Entries supplied Start Marker
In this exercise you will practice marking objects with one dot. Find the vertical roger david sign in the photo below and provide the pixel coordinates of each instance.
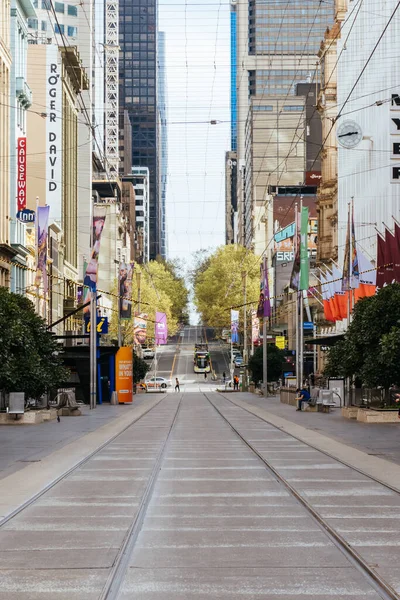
(53, 131)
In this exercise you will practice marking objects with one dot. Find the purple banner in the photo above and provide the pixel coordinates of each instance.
(161, 329)
(90, 280)
(41, 242)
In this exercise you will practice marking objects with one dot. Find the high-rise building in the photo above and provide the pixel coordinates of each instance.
(270, 63)
(138, 95)
(20, 101)
(5, 67)
(163, 140)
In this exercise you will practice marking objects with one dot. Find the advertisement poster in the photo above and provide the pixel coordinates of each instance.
(41, 245)
(161, 329)
(124, 375)
(21, 177)
(140, 329)
(235, 326)
(90, 280)
(264, 303)
(255, 327)
(125, 274)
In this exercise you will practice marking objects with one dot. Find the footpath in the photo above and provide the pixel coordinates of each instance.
(34, 457)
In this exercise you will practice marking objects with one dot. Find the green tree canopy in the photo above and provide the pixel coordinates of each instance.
(29, 354)
(162, 290)
(370, 350)
(275, 360)
(219, 284)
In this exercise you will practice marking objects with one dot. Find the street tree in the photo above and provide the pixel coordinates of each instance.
(370, 350)
(275, 360)
(30, 359)
(219, 285)
(160, 291)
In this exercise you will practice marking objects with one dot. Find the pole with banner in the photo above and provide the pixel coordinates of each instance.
(304, 283)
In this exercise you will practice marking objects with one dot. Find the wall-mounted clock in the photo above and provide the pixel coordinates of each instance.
(349, 134)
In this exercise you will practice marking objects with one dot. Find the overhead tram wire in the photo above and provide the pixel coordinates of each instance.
(358, 78)
(359, 3)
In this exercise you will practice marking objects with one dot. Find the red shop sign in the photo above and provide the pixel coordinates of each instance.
(21, 176)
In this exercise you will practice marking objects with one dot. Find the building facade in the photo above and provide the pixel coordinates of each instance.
(6, 252)
(138, 95)
(20, 102)
(163, 140)
(52, 162)
(270, 63)
(141, 183)
(369, 162)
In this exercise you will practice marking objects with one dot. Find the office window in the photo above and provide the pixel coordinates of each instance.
(293, 108)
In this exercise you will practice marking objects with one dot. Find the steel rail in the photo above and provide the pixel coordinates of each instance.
(48, 487)
(118, 571)
(381, 587)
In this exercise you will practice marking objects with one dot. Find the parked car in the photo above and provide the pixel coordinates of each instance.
(238, 360)
(156, 383)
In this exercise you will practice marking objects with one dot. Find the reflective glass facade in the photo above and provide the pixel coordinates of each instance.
(272, 25)
(138, 94)
(233, 81)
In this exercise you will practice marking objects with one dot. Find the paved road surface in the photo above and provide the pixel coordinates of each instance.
(180, 506)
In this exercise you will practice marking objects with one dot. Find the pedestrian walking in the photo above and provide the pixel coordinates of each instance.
(303, 395)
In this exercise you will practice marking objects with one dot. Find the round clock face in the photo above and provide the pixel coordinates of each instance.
(349, 134)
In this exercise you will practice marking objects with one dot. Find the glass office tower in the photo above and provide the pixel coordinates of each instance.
(138, 95)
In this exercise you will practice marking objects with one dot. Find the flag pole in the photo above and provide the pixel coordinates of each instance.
(301, 318)
(265, 350)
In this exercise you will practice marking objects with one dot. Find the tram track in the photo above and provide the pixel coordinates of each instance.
(385, 591)
(121, 563)
(77, 466)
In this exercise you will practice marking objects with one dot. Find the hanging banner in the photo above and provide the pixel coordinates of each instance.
(161, 329)
(304, 269)
(295, 276)
(90, 279)
(124, 375)
(264, 303)
(140, 329)
(255, 327)
(125, 274)
(21, 173)
(235, 326)
(41, 245)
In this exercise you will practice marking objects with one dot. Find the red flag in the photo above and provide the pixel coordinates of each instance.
(392, 242)
(380, 261)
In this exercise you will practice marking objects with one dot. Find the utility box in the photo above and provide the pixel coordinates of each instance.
(16, 403)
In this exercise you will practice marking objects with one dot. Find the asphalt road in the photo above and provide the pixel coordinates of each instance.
(176, 359)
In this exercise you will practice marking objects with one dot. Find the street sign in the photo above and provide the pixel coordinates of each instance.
(280, 342)
(102, 325)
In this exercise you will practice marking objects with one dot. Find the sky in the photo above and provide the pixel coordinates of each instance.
(198, 91)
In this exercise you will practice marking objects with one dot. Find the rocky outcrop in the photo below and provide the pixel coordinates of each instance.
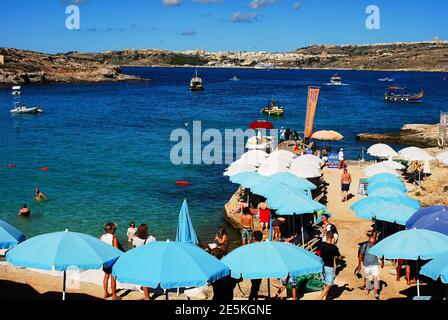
(33, 67)
(419, 135)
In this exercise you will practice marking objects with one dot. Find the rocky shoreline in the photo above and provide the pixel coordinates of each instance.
(418, 135)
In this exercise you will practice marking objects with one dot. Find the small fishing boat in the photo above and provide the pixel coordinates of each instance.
(22, 109)
(336, 80)
(273, 109)
(400, 94)
(196, 83)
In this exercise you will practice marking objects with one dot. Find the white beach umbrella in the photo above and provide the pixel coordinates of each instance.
(269, 170)
(381, 150)
(284, 154)
(380, 169)
(254, 157)
(239, 168)
(386, 164)
(307, 160)
(415, 154)
(442, 157)
(305, 171)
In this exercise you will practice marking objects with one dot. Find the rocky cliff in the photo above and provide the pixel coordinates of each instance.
(29, 67)
(419, 135)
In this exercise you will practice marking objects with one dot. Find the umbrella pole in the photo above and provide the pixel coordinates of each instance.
(63, 285)
(269, 289)
(418, 280)
(303, 240)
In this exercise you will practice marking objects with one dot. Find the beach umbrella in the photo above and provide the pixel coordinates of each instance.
(269, 170)
(62, 251)
(394, 213)
(248, 179)
(437, 267)
(412, 245)
(384, 177)
(292, 180)
(170, 265)
(307, 160)
(271, 260)
(9, 236)
(414, 154)
(185, 231)
(433, 218)
(271, 188)
(253, 157)
(386, 192)
(442, 157)
(239, 168)
(306, 172)
(387, 164)
(367, 207)
(370, 172)
(327, 135)
(398, 185)
(261, 124)
(381, 150)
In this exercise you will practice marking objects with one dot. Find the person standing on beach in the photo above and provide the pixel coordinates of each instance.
(256, 283)
(110, 238)
(341, 158)
(346, 180)
(141, 238)
(131, 231)
(370, 263)
(246, 226)
(329, 254)
(24, 211)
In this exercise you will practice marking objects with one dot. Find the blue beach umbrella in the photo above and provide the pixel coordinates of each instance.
(185, 230)
(398, 214)
(170, 265)
(438, 267)
(433, 218)
(386, 192)
(62, 251)
(9, 236)
(412, 245)
(392, 185)
(292, 180)
(402, 200)
(271, 260)
(248, 179)
(383, 177)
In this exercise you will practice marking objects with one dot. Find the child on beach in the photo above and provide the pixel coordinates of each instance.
(131, 231)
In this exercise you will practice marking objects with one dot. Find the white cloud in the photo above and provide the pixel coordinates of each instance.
(172, 3)
(239, 17)
(256, 4)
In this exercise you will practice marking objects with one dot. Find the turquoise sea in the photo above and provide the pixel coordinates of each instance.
(107, 145)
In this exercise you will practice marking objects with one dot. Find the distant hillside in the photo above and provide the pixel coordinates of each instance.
(30, 66)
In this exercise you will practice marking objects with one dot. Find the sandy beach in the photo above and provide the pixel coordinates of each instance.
(26, 284)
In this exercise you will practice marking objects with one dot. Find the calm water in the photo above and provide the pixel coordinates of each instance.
(107, 145)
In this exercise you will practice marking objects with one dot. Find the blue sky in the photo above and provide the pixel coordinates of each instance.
(260, 25)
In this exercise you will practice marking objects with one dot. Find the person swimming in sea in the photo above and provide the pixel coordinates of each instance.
(39, 195)
(24, 211)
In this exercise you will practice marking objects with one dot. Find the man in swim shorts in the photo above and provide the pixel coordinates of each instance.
(246, 226)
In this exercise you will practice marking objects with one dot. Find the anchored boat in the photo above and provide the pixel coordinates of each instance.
(196, 83)
(401, 94)
(273, 109)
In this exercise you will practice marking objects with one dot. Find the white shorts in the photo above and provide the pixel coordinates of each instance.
(371, 271)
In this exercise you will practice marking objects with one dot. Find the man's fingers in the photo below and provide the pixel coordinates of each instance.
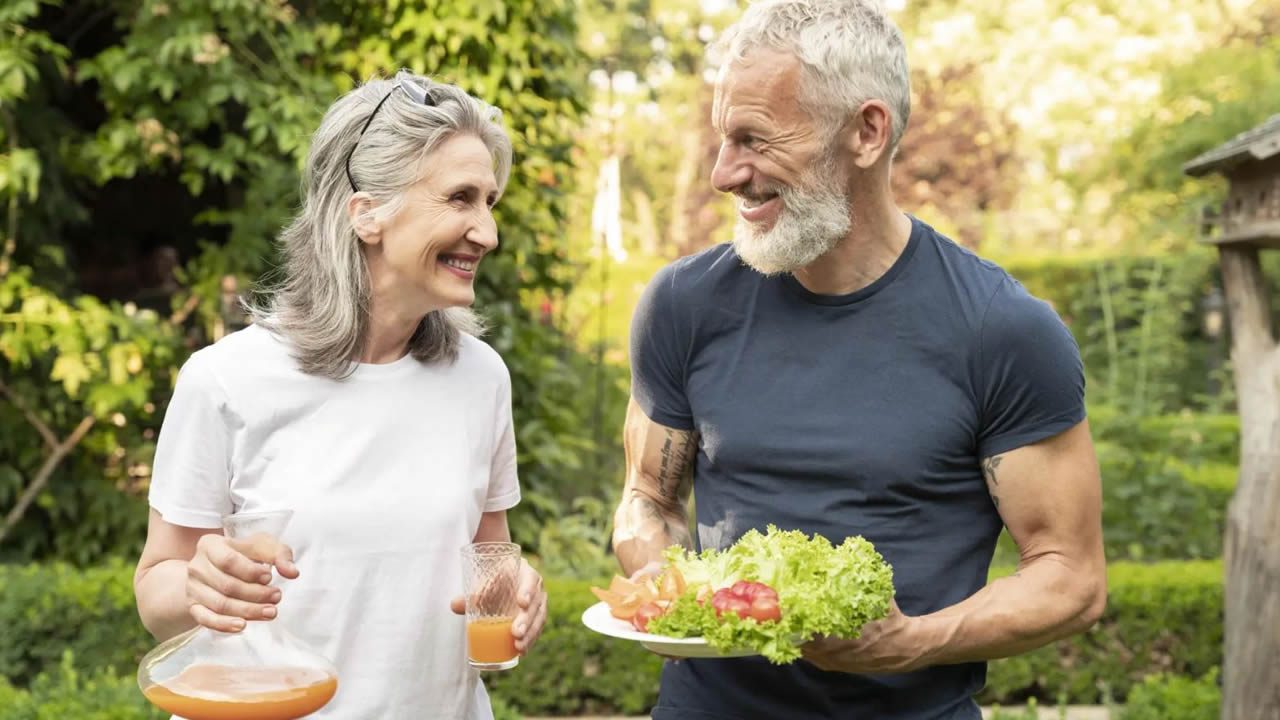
(652, 569)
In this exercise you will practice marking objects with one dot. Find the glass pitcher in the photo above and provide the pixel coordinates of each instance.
(260, 673)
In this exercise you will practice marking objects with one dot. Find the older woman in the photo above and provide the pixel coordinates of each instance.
(362, 401)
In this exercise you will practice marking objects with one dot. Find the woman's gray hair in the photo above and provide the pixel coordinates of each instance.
(851, 53)
(321, 304)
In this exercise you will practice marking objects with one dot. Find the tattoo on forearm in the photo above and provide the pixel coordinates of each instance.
(653, 522)
(988, 472)
(676, 464)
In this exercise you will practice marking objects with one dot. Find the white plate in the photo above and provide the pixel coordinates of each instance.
(599, 619)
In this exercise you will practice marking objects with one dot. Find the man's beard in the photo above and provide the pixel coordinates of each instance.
(813, 219)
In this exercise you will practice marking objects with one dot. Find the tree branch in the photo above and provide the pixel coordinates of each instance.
(41, 427)
(45, 472)
(10, 240)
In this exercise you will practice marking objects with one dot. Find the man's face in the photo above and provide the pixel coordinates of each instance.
(792, 204)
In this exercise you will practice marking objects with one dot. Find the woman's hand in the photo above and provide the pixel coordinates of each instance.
(531, 600)
(228, 580)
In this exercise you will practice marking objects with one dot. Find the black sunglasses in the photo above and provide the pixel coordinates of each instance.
(403, 82)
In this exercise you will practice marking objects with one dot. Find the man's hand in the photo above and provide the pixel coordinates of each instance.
(883, 646)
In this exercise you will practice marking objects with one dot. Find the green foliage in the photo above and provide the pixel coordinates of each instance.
(67, 692)
(1146, 629)
(1165, 616)
(1138, 324)
(1155, 469)
(1174, 697)
(1206, 99)
(46, 610)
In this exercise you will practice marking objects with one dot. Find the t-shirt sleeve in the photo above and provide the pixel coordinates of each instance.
(1032, 378)
(191, 473)
(503, 479)
(658, 352)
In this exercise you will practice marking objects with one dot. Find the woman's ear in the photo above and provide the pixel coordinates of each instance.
(360, 209)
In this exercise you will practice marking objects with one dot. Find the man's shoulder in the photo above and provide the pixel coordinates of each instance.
(978, 282)
(970, 268)
(704, 273)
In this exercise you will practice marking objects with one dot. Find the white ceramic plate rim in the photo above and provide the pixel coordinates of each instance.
(599, 619)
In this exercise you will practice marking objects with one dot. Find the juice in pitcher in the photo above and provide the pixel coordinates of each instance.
(220, 692)
(260, 673)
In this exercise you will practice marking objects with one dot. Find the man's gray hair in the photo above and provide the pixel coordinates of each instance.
(321, 304)
(851, 53)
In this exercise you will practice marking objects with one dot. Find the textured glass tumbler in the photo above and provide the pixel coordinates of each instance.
(490, 575)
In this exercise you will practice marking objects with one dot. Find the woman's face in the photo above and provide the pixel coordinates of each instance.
(428, 255)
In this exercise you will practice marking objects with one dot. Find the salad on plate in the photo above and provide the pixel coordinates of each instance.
(767, 595)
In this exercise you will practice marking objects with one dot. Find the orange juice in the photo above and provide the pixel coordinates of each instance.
(489, 639)
(222, 692)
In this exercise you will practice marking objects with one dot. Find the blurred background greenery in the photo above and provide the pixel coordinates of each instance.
(150, 150)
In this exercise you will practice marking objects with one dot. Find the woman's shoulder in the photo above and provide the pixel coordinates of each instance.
(248, 350)
(478, 356)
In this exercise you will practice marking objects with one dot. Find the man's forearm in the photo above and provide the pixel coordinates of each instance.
(644, 528)
(1046, 600)
(161, 596)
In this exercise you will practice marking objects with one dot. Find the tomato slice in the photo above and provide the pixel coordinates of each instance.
(644, 614)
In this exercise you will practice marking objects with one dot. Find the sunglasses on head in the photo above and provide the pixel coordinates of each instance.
(415, 92)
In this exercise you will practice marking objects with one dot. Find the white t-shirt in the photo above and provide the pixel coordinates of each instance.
(387, 472)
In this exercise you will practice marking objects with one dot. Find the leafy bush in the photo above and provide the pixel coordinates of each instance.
(1174, 697)
(1162, 618)
(1138, 324)
(46, 610)
(68, 693)
(1156, 470)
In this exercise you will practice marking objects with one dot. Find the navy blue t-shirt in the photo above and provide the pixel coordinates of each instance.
(844, 415)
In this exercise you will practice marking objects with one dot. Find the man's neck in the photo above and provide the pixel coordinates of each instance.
(878, 236)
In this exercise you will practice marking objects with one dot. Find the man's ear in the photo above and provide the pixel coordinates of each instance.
(868, 132)
(360, 209)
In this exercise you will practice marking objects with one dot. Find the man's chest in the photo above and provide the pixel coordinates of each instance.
(873, 410)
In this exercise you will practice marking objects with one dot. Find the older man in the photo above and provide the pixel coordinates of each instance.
(842, 368)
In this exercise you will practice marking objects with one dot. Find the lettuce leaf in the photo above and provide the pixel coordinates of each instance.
(823, 591)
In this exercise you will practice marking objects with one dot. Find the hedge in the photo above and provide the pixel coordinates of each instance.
(1161, 618)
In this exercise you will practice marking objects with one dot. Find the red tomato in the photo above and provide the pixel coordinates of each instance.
(725, 601)
(645, 613)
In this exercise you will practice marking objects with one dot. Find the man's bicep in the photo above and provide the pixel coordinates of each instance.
(659, 459)
(1050, 495)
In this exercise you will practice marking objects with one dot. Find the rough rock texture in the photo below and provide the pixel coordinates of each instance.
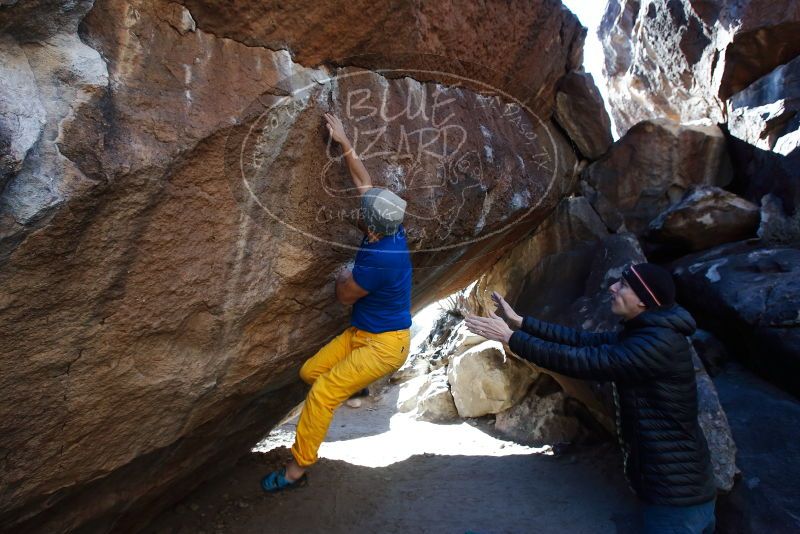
Entries supplied End Marker
What you will do:
Set down exactly and only the lines from the line that contains "the man's neck" through the last line of the entries above, with both of those lines included and the pictures left out.

Response box:
In this exercise you will practice marking objects with one dot. Find the man's neck in the photo above and provide the pixel coordinates of each instance.
(878, 236)
In this exercise you will practice marking objects with one dot. Find the man's ear in the photo above and provide the pixel coordinates of each instance.
(868, 132)
(360, 209)
In this exercise you will practice marking objects with one dot. Find the man's chest in the photo above and provide the pixel coordinates of each instance.
(873, 410)
In this exercise you will practice marking objects with one dot. Find the older man in the photo above and provide the pixel coordinates of each instance.
(842, 368)
In this exercise you will practice marking objects with one dot. Find the lettuce leaf in the photo above and provide the pixel coordinates of each instance.
(823, 591)
In this exercise you will practice marking objects with one dot. Find the hedge in the photo above and provide the pixel coordinates of each instance.
(1161, 618)
In this exercise you will practice marking objects with one dot. Find the red tomato in the photo above and provide the pixel coordinates of each instance.
(725, 601)
(645, 613)
In this exercise you will practice marking objects with one dot. Find the man's bicep in the photo above and provide the pixel coordinates of each instance.
(659, 459)
(1050, 495)
In this exercise you will practice marking objects with one dot. Find the rough rock texture in the photo below and provide the pixel coordinates of each instance.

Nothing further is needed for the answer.